### INSTRUCTIONS FOR THE TASK
Copy out the line containing "Target: dirt furrow" and each line after it, through the last one in the material, exactly as written.

### DATA SUPPLIED
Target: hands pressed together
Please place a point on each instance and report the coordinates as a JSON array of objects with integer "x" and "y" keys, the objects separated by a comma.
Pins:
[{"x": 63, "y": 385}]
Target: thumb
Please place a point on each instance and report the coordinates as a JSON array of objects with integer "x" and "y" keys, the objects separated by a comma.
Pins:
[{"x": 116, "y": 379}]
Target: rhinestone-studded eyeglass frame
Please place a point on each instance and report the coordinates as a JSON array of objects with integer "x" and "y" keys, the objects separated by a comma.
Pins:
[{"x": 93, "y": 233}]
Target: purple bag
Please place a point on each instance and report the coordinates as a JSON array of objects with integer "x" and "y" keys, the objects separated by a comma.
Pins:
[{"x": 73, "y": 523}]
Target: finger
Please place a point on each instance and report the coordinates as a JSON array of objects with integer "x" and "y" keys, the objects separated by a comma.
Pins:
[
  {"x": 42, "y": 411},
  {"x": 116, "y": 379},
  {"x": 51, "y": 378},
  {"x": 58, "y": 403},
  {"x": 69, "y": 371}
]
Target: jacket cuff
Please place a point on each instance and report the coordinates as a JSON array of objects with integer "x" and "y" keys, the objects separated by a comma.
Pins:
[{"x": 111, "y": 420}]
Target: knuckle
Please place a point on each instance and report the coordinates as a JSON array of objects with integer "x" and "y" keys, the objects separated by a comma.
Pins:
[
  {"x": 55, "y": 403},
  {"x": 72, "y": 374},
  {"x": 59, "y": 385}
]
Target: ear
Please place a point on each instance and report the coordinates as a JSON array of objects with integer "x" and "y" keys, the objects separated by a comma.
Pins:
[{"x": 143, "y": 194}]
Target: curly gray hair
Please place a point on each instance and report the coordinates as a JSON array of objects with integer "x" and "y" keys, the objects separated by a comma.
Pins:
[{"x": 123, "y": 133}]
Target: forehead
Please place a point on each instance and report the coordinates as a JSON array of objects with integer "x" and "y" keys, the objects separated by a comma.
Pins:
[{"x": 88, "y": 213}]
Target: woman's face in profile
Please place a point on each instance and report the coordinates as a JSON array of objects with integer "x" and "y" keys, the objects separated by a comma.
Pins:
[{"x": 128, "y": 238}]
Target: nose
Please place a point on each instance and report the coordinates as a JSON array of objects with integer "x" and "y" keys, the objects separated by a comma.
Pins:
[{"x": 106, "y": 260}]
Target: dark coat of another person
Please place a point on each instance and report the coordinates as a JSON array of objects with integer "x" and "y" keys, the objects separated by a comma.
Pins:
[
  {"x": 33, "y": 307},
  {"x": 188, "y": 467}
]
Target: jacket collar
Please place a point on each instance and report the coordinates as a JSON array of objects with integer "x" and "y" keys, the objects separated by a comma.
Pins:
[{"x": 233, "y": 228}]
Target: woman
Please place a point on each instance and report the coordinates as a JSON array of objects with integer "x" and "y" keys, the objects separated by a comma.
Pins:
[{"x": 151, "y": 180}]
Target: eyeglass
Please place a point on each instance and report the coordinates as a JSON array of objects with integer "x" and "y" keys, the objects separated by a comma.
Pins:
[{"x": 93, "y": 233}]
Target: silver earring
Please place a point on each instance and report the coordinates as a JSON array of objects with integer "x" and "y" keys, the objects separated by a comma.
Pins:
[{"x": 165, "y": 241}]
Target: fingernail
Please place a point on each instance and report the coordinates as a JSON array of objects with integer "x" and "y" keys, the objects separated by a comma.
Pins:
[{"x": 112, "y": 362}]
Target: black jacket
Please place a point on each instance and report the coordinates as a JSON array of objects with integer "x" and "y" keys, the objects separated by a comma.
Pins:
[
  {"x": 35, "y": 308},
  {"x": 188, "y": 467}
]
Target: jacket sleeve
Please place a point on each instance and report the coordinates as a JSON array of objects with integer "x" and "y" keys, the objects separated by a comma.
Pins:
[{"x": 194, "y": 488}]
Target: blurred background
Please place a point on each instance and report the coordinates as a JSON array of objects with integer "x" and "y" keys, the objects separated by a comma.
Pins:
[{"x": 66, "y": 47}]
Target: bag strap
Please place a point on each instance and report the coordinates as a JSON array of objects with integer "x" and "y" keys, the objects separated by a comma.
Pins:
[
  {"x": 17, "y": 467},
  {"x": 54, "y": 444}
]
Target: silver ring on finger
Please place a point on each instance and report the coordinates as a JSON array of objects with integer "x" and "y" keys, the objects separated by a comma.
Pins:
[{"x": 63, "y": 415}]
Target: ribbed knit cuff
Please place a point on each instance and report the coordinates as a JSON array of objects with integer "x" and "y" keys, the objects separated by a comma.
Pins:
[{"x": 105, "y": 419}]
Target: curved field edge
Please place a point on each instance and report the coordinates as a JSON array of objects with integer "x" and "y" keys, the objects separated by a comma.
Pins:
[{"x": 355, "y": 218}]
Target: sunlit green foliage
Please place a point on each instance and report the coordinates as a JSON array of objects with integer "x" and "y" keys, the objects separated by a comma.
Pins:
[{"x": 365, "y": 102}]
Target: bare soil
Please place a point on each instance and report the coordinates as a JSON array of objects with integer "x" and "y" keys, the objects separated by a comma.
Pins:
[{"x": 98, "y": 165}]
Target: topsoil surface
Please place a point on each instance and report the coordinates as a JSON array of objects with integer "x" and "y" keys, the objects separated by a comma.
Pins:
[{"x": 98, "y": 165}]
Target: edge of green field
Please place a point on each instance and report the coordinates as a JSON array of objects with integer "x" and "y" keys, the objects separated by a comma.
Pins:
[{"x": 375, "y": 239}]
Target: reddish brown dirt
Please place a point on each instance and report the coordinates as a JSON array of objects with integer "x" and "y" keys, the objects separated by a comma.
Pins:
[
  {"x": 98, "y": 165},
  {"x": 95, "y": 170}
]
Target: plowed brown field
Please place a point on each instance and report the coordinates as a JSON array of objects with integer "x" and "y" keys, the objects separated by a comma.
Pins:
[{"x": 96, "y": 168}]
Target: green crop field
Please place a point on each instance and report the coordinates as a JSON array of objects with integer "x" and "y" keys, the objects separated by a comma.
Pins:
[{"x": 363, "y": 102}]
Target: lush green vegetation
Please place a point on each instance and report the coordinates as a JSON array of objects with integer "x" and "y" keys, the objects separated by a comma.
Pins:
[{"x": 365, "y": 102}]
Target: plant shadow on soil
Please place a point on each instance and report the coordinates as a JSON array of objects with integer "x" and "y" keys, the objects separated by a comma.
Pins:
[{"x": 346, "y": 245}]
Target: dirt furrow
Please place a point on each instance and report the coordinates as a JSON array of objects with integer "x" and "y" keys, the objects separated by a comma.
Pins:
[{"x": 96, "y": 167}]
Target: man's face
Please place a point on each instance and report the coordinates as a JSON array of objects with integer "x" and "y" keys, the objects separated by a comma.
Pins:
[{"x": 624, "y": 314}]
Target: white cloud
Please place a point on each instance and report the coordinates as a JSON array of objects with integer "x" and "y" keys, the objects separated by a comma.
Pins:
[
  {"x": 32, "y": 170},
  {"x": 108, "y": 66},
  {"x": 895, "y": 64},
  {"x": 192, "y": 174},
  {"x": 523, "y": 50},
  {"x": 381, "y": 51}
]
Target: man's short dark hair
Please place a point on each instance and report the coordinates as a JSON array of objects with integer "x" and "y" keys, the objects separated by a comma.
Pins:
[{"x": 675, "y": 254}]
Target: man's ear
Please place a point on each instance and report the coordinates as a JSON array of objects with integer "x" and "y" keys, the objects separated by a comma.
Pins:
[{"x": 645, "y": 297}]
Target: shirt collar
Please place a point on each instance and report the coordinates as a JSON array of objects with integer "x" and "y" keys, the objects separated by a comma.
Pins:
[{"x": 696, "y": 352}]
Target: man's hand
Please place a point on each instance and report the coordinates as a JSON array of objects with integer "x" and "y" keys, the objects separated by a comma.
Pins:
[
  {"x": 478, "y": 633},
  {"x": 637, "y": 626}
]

### THE OUTPUT
Target: dirt furrow
Please place a point on each instance and report the coordinates as a JSON array of objects with integer "x" and "y" keys, the objects separated by a comma.
Pins:
[{"x": 96, "y": 167}]
Target: man's face
Please place a point on each instance and report the coordinates as a JSON array of objects with integer "x" and "y" keys, the objects separated by a comma.
Pins:
[{"x": 624, "y": 314}]
Target: white cloud
Please place a point on each instance and report the coordinates as a JSON array of objects with integer "x" and "y" keys, the objects separated by a comma.
Pins:
[
  {"x": 32, "y": 170},
  {"x": 108, "y": 66},
  {"x": 895, "y": 64},
  {"x": 192, "y": 174},
  {"x": 523, "y": 50},
  {"x": 381, "y": 51}
]
Target: man's short dark hair
Please place a point on each instance and report the coordinates as a JSON array of objects with integer "x" and "y" keys, the objects separated by a comma.
Pins:
[{"x": 675, "y": 254}]
Target: man's ear
Please place a point on each instance and report the coordinates as a JSON array of objects with integer "x" and "y" keys, the objects separated by a comma.
Pins:
[{"x": 645, "y": 297}]
Target: shirt collar
Please place a point on each instance and report the coordinates as a JSON array of objects with integer "x" and "y" keys, the objects separated by a comma.
Pins:
[{"x": 696, "y": 352}]
Target: man's hand
Please place a point on each instance and report the coordinates as a JSON array of objects with integer "x" and "y" keys, the objects separated by a comma.
Pins:
[
  {"x": 478, "y": 633},
  {"x": 637, "y": 626}
]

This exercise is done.